(Region pointing data)
####
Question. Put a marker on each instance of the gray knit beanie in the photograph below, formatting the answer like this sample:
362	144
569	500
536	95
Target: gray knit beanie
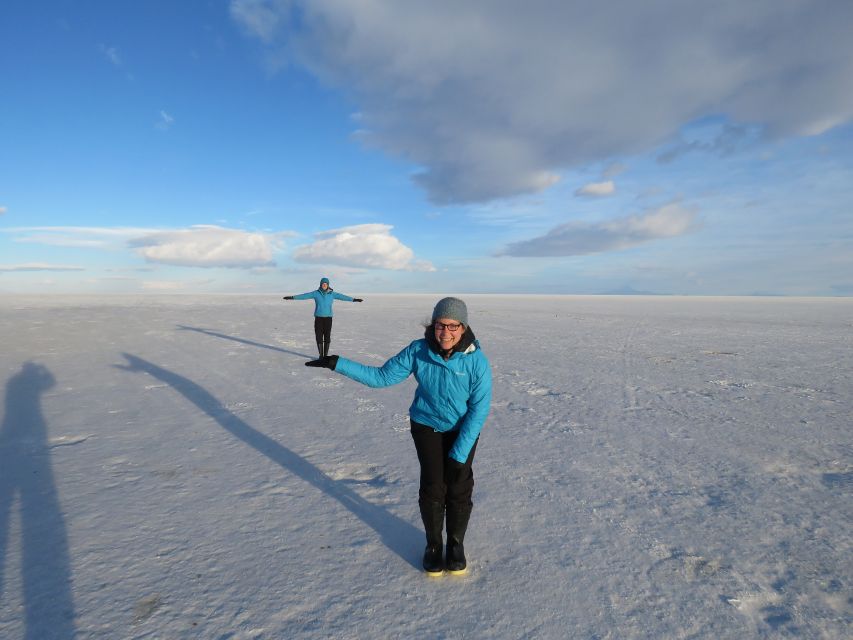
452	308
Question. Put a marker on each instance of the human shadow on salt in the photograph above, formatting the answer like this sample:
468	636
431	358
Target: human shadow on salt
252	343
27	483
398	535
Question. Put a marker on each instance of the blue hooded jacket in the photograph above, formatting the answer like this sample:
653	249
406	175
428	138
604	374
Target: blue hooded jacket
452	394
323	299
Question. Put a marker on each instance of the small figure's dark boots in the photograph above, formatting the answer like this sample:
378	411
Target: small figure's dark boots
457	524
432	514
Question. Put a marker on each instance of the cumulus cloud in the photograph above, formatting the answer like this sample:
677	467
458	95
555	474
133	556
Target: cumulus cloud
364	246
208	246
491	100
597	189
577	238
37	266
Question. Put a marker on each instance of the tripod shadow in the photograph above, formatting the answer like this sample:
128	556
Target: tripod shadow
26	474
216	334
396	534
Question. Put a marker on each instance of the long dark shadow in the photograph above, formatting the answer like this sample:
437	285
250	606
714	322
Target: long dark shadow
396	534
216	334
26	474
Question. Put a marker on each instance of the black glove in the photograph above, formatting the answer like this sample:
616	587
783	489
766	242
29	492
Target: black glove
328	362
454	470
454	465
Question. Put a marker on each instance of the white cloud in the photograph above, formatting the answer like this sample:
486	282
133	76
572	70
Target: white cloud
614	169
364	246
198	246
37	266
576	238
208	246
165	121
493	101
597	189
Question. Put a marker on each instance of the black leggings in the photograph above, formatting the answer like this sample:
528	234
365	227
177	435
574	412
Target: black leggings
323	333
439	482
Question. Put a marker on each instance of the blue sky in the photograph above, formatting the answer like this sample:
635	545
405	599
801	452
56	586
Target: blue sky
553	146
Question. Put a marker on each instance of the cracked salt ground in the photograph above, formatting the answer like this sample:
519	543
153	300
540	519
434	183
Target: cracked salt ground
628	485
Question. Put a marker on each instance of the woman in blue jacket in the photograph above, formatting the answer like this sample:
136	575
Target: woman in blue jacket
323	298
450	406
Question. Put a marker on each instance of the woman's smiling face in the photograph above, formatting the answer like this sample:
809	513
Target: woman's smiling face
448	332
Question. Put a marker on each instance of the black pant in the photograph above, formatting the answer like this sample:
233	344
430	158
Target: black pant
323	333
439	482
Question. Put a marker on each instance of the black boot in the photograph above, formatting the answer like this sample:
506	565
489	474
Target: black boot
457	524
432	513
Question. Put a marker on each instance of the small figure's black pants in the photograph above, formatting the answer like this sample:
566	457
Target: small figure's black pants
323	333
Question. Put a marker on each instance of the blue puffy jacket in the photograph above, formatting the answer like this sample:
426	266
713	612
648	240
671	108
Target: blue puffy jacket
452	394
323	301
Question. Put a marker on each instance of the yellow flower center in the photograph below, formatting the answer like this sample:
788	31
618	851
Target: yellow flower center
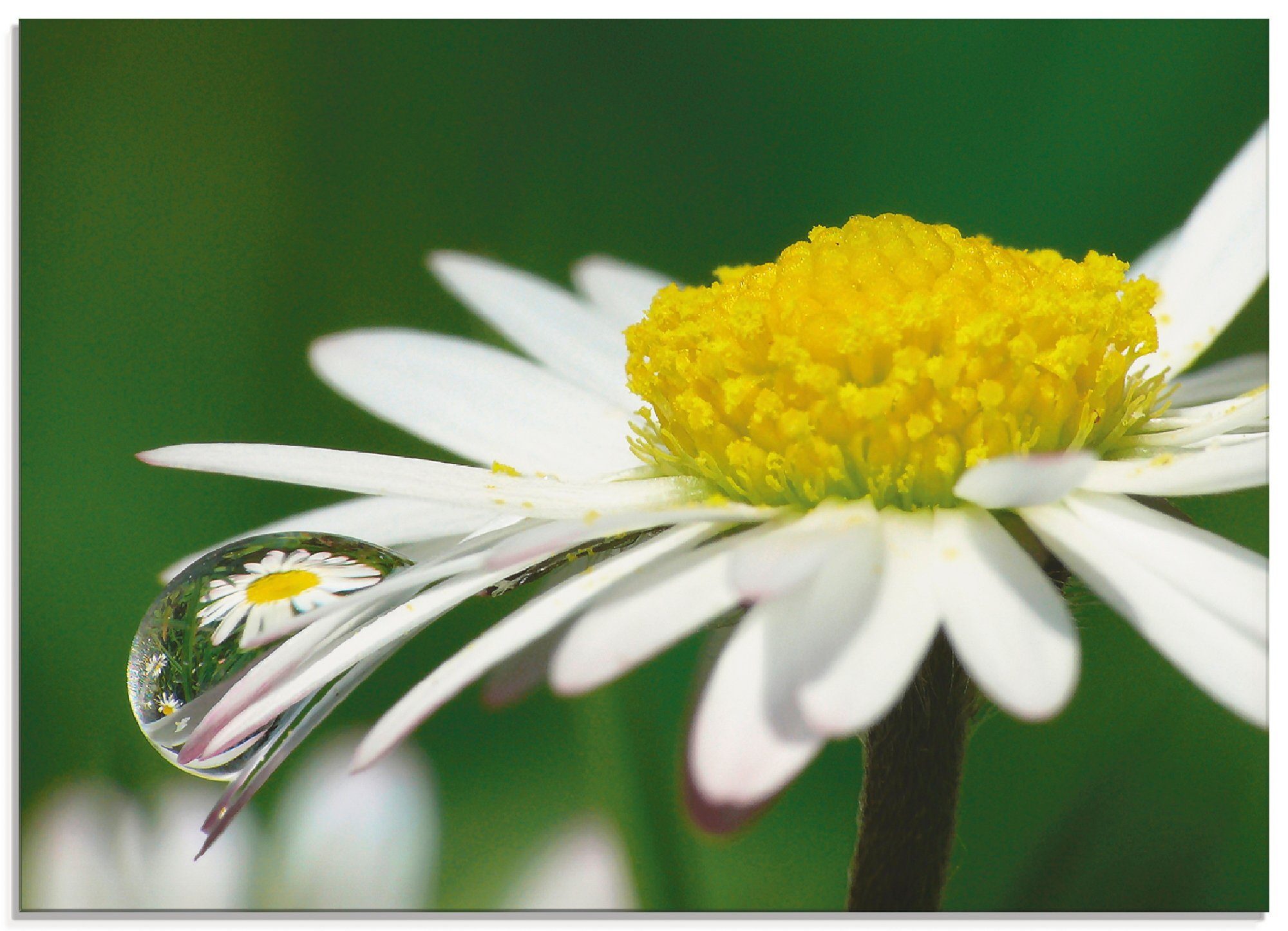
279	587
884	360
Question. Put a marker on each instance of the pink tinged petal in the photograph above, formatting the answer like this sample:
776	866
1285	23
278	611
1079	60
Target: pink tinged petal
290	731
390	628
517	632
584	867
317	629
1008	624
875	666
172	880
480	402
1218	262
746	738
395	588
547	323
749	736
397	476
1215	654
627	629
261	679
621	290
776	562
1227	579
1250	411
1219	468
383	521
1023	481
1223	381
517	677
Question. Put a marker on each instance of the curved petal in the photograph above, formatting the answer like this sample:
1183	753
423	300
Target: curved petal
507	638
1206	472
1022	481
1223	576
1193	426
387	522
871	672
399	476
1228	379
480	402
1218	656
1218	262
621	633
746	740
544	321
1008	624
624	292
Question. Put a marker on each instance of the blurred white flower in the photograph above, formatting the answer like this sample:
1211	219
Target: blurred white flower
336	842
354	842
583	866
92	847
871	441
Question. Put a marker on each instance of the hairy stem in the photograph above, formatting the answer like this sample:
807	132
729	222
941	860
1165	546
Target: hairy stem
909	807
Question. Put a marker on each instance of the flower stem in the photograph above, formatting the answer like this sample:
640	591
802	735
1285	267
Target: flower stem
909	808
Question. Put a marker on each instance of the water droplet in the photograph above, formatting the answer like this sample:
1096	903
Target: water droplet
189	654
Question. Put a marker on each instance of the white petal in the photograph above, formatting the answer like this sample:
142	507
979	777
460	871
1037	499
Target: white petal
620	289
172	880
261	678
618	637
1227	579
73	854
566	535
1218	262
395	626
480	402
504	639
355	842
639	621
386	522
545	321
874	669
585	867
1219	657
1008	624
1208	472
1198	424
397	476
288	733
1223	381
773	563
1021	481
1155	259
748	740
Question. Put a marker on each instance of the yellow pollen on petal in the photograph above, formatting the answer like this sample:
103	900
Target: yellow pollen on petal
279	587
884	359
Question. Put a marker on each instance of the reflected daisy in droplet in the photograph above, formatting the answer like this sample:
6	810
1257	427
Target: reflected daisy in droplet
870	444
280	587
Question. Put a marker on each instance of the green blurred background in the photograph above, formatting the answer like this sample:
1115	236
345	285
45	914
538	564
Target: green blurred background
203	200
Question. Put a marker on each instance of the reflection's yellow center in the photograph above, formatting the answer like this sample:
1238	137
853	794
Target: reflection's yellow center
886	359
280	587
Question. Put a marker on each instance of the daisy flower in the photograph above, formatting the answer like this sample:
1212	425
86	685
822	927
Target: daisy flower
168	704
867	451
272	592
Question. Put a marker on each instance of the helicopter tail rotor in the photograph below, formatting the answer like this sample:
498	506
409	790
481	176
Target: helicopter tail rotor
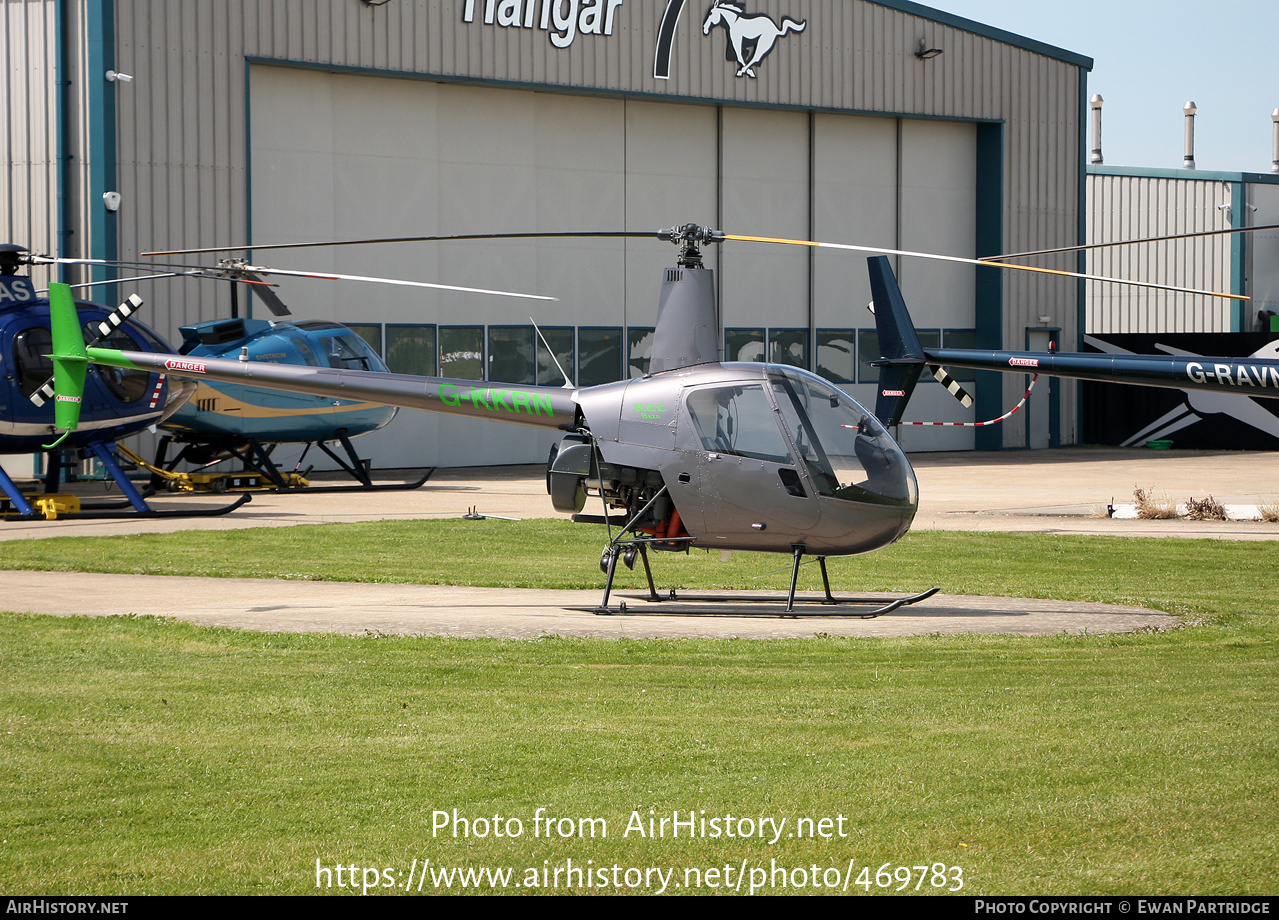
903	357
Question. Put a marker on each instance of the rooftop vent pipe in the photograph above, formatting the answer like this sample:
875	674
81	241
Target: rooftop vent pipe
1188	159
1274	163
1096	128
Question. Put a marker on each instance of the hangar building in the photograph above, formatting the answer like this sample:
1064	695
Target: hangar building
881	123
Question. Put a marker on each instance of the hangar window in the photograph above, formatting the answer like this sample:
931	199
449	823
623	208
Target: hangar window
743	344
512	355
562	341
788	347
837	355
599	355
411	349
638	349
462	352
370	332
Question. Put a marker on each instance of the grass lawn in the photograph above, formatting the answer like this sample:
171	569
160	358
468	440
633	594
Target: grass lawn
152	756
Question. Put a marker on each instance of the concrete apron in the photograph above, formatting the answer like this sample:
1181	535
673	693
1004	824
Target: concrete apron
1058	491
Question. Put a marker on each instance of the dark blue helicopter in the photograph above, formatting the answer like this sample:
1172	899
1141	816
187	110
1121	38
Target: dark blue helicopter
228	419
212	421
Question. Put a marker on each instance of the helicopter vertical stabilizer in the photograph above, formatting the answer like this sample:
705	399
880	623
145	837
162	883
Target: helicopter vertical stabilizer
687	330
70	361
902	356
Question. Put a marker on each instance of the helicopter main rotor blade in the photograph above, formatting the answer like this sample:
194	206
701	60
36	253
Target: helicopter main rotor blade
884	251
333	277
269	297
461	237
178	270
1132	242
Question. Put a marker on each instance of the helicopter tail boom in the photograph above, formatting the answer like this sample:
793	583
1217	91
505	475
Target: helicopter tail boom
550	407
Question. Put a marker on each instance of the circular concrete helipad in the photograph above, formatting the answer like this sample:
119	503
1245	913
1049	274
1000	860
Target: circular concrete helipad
####
Problem requirements:
Extract all lines from the data in which "below" is found.

Response to the task:
Question. Put a marker on each instance of the gray knit beanie in the photograph below, formatting the answer like this sample:
Question. Put a marker on each instance of the yellow flower center in the photograph below, formatting the answer like this sample:
Question. Put a marker on each instance of the helicopter tail rotor in the photograph below, formatting the answer like this sample:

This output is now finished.